= Beginning of Section =

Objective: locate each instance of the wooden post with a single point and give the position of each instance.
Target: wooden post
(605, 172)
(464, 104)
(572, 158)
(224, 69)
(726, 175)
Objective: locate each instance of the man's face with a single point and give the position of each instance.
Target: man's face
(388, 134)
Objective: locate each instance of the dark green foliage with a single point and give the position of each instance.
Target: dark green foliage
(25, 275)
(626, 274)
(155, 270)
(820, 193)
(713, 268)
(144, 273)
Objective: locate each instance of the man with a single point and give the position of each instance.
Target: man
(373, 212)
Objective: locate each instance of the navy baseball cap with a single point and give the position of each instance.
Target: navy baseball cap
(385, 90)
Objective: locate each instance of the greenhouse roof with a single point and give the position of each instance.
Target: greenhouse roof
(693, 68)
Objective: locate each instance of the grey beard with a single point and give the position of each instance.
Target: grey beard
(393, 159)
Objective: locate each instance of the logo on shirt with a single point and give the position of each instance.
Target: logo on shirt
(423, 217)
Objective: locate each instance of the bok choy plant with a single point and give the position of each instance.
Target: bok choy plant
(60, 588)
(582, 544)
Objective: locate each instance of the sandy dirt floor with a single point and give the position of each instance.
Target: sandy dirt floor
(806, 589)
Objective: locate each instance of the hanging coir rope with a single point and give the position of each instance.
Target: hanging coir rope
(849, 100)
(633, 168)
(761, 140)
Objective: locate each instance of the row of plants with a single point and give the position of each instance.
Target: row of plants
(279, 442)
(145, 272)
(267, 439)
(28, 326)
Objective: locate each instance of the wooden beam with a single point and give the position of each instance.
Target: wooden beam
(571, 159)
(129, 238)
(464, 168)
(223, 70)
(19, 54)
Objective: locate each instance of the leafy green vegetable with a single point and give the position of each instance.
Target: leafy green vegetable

= End of Section =
= Beginning of Section =

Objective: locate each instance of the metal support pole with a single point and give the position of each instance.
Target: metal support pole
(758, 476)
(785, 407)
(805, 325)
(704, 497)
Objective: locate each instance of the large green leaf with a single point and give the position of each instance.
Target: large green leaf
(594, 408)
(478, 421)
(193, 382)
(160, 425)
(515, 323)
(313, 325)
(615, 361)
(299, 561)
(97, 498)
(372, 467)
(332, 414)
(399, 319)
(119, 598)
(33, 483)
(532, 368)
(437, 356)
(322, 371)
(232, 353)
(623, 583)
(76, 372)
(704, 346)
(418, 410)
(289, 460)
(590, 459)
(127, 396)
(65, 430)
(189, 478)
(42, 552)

= End of Section =
= Beginning of Section =

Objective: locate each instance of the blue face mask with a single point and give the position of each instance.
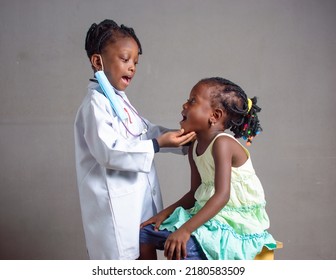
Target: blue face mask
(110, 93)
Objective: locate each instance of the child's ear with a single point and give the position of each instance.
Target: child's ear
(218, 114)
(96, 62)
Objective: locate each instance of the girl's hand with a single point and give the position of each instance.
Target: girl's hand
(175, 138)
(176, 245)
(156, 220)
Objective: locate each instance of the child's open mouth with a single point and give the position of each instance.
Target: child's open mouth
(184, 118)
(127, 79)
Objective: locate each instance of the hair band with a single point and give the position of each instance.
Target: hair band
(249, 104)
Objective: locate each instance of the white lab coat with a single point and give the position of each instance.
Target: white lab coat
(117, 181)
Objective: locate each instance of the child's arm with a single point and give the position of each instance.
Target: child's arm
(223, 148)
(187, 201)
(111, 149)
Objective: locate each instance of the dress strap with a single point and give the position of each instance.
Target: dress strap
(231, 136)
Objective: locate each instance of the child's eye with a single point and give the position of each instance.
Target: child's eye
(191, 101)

= End of Section =

» About this exercise
Which lines run from the one holding "Objective: locate each instance of the leafy" through the one holding "Target: leafy green vegetable" in the records above? Repeat them exactly, both included, and nothing more.

» Answer area
Objective: locate each instance of the leafy green vegetable with a single point and give the position of each instance.
Target: leafy green vegetable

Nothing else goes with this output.